[Data provided Boundary: Start]

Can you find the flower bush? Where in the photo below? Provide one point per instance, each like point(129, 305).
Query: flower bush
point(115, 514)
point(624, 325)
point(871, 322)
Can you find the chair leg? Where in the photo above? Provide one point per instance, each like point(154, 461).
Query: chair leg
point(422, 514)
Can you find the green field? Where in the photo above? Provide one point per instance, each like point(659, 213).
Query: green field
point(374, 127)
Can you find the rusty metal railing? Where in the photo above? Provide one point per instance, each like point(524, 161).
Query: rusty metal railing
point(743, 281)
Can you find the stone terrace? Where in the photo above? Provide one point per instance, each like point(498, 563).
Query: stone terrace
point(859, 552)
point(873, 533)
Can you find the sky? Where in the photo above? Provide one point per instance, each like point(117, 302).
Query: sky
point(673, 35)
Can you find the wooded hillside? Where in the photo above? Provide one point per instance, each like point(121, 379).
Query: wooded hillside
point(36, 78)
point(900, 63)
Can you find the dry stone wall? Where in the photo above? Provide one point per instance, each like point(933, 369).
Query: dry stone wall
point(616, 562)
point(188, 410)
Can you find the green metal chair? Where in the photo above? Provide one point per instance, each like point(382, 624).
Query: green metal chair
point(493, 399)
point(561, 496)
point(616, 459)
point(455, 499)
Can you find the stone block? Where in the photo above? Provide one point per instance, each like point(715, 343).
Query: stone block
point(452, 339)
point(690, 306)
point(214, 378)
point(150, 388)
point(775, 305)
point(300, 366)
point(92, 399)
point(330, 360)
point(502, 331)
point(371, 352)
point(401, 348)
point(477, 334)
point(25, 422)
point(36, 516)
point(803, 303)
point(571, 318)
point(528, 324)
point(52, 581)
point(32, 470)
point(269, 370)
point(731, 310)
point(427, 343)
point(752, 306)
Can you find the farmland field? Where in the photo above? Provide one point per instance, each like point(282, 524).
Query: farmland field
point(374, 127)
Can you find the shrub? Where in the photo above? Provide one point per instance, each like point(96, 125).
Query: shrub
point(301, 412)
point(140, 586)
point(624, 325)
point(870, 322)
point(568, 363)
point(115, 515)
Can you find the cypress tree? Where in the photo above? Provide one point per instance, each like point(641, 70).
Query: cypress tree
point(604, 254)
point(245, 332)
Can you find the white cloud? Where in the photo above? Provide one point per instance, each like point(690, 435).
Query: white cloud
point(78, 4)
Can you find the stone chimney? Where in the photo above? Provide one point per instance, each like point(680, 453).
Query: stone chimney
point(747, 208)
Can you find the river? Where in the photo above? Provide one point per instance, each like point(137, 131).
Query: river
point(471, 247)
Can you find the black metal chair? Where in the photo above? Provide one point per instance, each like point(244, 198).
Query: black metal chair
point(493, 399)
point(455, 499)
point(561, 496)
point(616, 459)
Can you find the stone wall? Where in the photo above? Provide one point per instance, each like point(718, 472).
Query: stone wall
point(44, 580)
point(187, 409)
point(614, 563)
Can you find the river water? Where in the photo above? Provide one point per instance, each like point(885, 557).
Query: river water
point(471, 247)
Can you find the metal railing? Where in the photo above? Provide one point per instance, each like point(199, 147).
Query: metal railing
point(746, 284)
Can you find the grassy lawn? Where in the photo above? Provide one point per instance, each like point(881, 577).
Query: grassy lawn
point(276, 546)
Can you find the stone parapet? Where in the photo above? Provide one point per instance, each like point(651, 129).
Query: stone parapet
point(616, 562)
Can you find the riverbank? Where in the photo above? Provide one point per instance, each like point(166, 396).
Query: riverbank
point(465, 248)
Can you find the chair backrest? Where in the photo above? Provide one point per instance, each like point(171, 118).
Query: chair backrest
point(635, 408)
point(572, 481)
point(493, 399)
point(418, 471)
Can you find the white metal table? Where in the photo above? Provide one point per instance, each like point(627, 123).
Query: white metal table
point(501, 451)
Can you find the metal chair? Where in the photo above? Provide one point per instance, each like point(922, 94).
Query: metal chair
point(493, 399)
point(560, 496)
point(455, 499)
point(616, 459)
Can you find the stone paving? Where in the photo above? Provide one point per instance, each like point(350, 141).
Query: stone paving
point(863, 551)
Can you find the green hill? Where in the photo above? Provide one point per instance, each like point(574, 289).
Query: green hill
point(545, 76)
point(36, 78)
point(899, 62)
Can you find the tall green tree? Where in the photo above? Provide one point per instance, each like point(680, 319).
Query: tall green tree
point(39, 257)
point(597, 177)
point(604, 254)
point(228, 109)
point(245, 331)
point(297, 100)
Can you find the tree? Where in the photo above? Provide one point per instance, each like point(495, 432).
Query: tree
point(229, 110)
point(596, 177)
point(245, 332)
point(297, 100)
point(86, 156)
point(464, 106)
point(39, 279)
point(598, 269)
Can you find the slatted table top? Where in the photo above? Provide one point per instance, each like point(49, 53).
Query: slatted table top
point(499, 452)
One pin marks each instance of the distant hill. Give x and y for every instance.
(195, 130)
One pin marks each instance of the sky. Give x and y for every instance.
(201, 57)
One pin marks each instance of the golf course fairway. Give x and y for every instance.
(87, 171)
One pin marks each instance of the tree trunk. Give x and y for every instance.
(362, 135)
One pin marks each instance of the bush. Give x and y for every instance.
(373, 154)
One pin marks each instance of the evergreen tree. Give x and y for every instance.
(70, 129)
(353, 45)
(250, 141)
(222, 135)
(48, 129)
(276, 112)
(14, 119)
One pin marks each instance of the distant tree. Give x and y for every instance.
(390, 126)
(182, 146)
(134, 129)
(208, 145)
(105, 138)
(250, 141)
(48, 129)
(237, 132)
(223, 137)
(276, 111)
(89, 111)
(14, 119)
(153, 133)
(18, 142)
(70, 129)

[Data provided Boundary: End]

**Action item:**
Copy the records exactly, keeping every word in place.

**Exercise solution:**
Can you find the flower bush? Where in the photo below? Provide one point per instance, each like point(129, 305).
Query: flower bush
point(115, 514)
point(624, 325)
point(871, 322)
Can you find the chair leg? Where in the photo above? Provide one point per instance, each like point(154, 461).
Query: chair leg
point(422, 514)
Can you find the green field? Where in the photo above? Provide one point per instance, each like point(659, 213).
Query: green field
point(374, 127)
Can you find the rusty metal railing? Where in the photo above? Provide one point per instance, each like point(524, 161).
Query: rusty metal railing
point(743, 281)
Can you find the stone terrace? Where in the photo above? Provide one point per instance, each like point(498, 563).
Query: stone terrace
point(859, 552)
point(873, 533)
Can you find the sky? Where in the photo above? Provide one point per instance, each like point(117, 302).
Query: sky
point(673, 35)
Can you find the wooded hillside? Where in the photo above? Provide one point per instance, each like point(121, 379).
Query: wooded hillside
point(36, 78)
point(900, 63)
Can you find the dry stone wall? Where in the photo above? Provide one point per instance, each like point(933, 369).
Query: dry stone wall
point(616, 562)
point(188, 410)
Can you find the green metal chair? Where in the photo above? Provide one point per instance, each like point(382, 624).
Query: green metal chair
point(493, 399)
point(561, 496)
point(616, 459)
point(455, 499)
Can you find the stone block? Where in the photo above? Provide one point per instance, each like point(715, 343).
Query: stone block
point(452, 339)
point(690, 306)
point(214, 378)
point(150, 388)
point(775, 305)
point(300, 366)
point(92, 399)
point(330, 360)
point(502, 331)
point(371, 352)
point(401, 348)
point(477, 334)
point(25, 422)
point(36, 516)
point(803, 303)
point(571, 318)
point(528, 324)
point(52, 581)
point(32, 470)
point(269, 370)
point(731, 310)
point(427, 343)
point(752, 306)
Can you find the farmland field? Where in the photo above? Provide one point per instance, each like point(282, 524).
Query: farmland field
point(374, 127)
Can you find the shrub? Where in the photo above? Provide one point per instance, each like point(96, 125).
Query: shrub
point(301, 412)
point(140, 586)
point(624, 325)
point(870, 322)
point(568, 363)
point(115, 515)
Can you find the cypress tree? Where in the photo above? Provide one point per instance, each like point(641, 70).
Query: cypress tree
point(604, 254)
point(245, 332)
Can you find the white cloud? Where in the photo above? Provide one point per instance, each like point(690, 435).
Query: white cloud
point(78, 4)
Can you find the stone chimney? Where in the photo above? Provide one point per instance, each like point(680, 453).
Query: stone chimney
point(747, 208)
Can you find the river? Where in the photo above? Provide one point per instance, each like point(137, 131).
Query: river
point(471, 247)
Can you find the black metal chair? Where in the photo above? Provide one point per instance, each like point(244, 198).
Query: black metal chair
point(493, 399)
point(455, 499)
point(561, 496)
point(616, 459)
Can you find the stone wall? Where in the photo above? Provide one point per instance, each like point(718, 472).
Query: stone wall
point(44, 580)
point(187, 409)
point(614, 563)
Can you find the river water? Where in the photo above? Provide one point per instance, each like point(885, 557).
Query: river water
point(471, 247)
Can you find the metal railing? Where in the photo above? Provide one point per instance, each like point(199, 147).
Query: metal railing
point(746, 284)
Can you find the grassy lawn? Where in the photo above? Provide one point per instance, each like point(881, 577).
Query: grassy lawn
point(276, 546)
Can you find the stone parapet? Where in the photo above? Provide one point per instance, each like point(651, 129).
Query: stone parapet
point(616, 562)
Can you find the riverbank? Where in the photo above? Provide one point per instance, each like point(166, 396).
Query: riverbank
point(465, 248)
Can you find the chair backrest? Where in the photo above? Provide one point per instance, each like point(171, 118).
Query: chair backrest
point(635, 408)
point(572, 481)
point(493, 399)
point(418, 471)
Can you find the white metal table? Where in the photo above? Provide one point per instance, each like point(627, 123).
Query: white metal table
point(501, 451)
Can you find the metal chair? Where in the photo above? Provide one point per instance, each like point(922, 94).
Query: metal chair
point(493, 399)
point(560, 496)
point(455, 499)
point(616, 459)
Can you find the stone paving? Where in the photo above? Provide one point per instance, each like point(350, 141).
Query: stone paving
point(863, 551)
Can you find the green hill? Where in the photo above? Provide one point per instance, each like point(574, 289).
Query: green hill
point(545, 76)
point(36, 78)
point(899, 62)
Can you find the tall green tree? Where in the photo above? Provide one point per instance, each like point(680, 319).
Query: tall green tree
point(39, 257)
point(597, 177)
point(604, 254)
point(228, 109)
point(245, 331)
point(297, 100)
Can you find the tree? Where in the photo above? Provide one point per instance, each like point(495, 432).
Query: tree
point(229, 110)
point(596, 177)
point(245, 332)
point(297, 100)
point(86, 156)
point(464, 106)
point(39, 279)
point(598, 269)
Can you find the slatted table top? Where in the photo above? Provide one point per instance, each like point(49, 53).
Query: slatted table top
point(499, 452)
One pin marks each instance of the distant hill. Give x and y for every instance.
(195, 130)
One pin marks each instance of the sky. Give x and y for every instance.
(201, 57)
One pin marks each instance of the golf course fairway. Give x and y for every instance.
(87, 171)
One pin marks each instance of the tree trunk. Give x and y for every instance.
(362, 135)
One pin marks each instance of the bush. Give x and y for every instance.
(373, 154)
One pin marks each instance of the evergreen tree. Give x and y for every instance.
(70, 129)
(353, 45)
(250, 141)
(222, 135)
(48, 129)
(276, 112)
(14, 119)
One pin marks each instance of the distant tree. Give x and y for every instance.
(390, 126)
(182, 146)
(134, 129)
(208, 145)
(105, 138)
(250, 141)
(48, 129)
(237, 132)
(223, 137)
(276, 111)
(89, 111)
(14, 119)
(153, 133)
(18, 142)
(70, 129)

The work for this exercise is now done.